Objectif de la tâche
Reproduisez à l'identique et dans son intégralité l'extrait consacré à la stratégie de domination technologique dans le domaine de l'IA.

Extrait fourni
━━━━

Dès les premières lignes, le ton est donné et la stratégie de domination technologique pleinement assumée : l’objectif est de « maintenir une domination technologique mondiale incontestée ». Dans la bouche du président Trump, l’IA est présentée comme la clé d’une nouvelle ère de prospérité, mais aussi comme un levier stratégique pour reconfigurer les rapports de force globaux. Le document dresse un parallèle explicite avec la course à l’espace du XXe siècle : celui qui contrôle les écosystèmes de l’IA en fixera les standards, captera les bénéfices économiques et garantira sa sécurité nationale.
Cette vision techno-souverainiste repose sur une conviction simple : la puissance technologique est désormais la condition première de l’indépendance politique, de la prospérité industrielle et de la sécurité militaire. Ce plan procède d’une vision profondément égocentrée du monde, où les relations internationales sont perçues non comme des espaces de coopération ou de codéfinition des normes, mais comme des arènes de confrontation où seul compte le rapport de force.

━━━━

Extrait des données
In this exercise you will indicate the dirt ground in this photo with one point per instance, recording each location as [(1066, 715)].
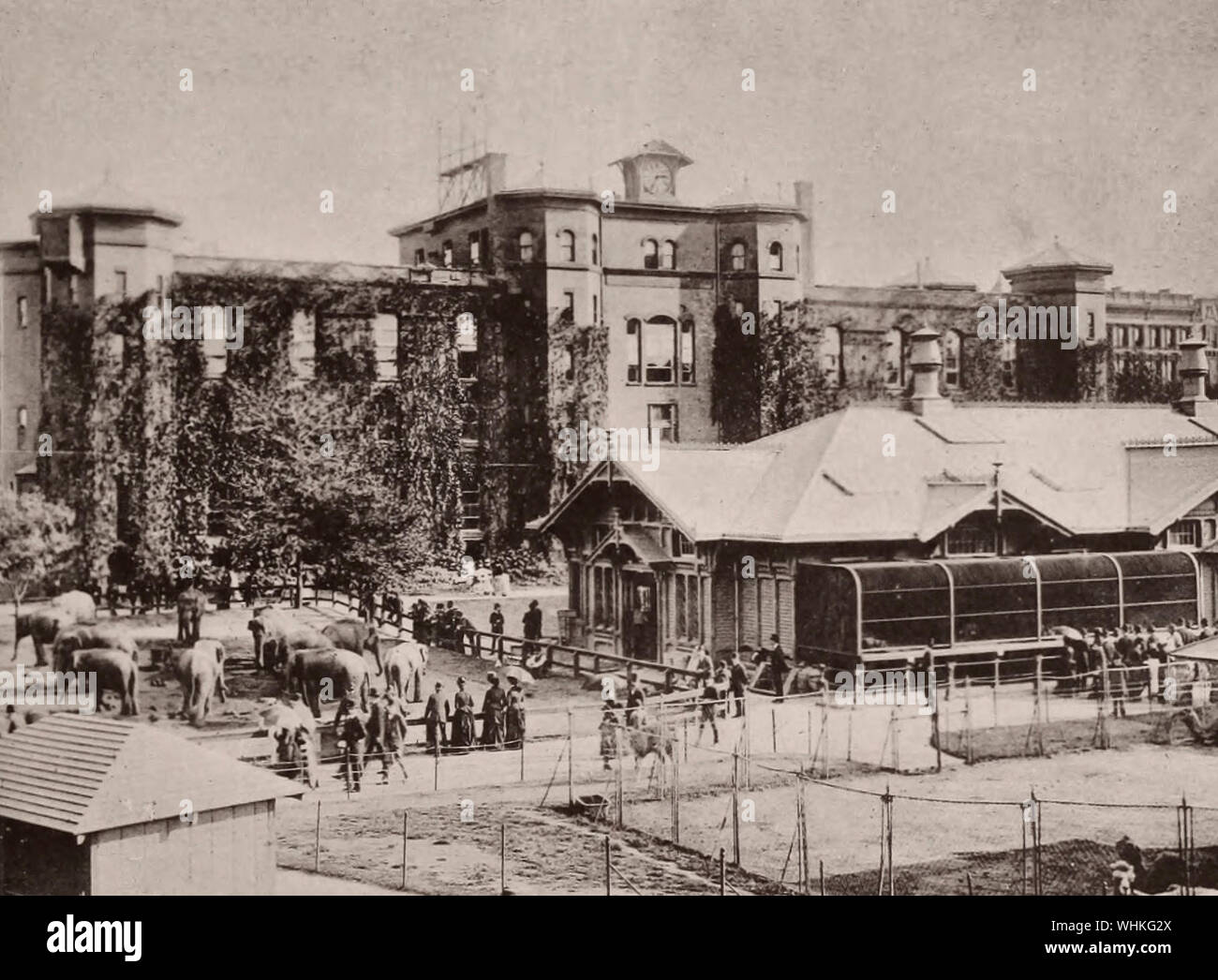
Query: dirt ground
[(960, 829)]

━━━━

Réponse rédigée
Dès les premières lignes, le ton est donné et la stratégie de domination technologique pleinement assumée : l’objectif est de « maintenir une domination technologique mondiale incontestée ». Dans la bouche du président Trump, l’IA est présentée comme la clé d’une nouvelle ère de prospérité, mais aussi comme un levier stratégique pour reconfigurer les rapports de force globaux. Le document dresse un parallèle explicite avec la course à l’espace du XXe siècle : celui qui contrôle les écosystèmes de l’IA en fixera les standards, captera les bénéfices économiques et garantira sa sécurité nationale.
Cette vision techno-souverainiste repose sur une conviction simple : la puissance technologique est désormais la condition première de l’indépendance politique, de la prospérité industrielle et de la sécurité militaire. Ce plan procède d’une vision profondément égocentrée du monde, où les relations internationales sont perçues non comme des espaces de coopération ou de codéfinition des normes, mais comme des arènes de confrontation où seul compte le rapport de force.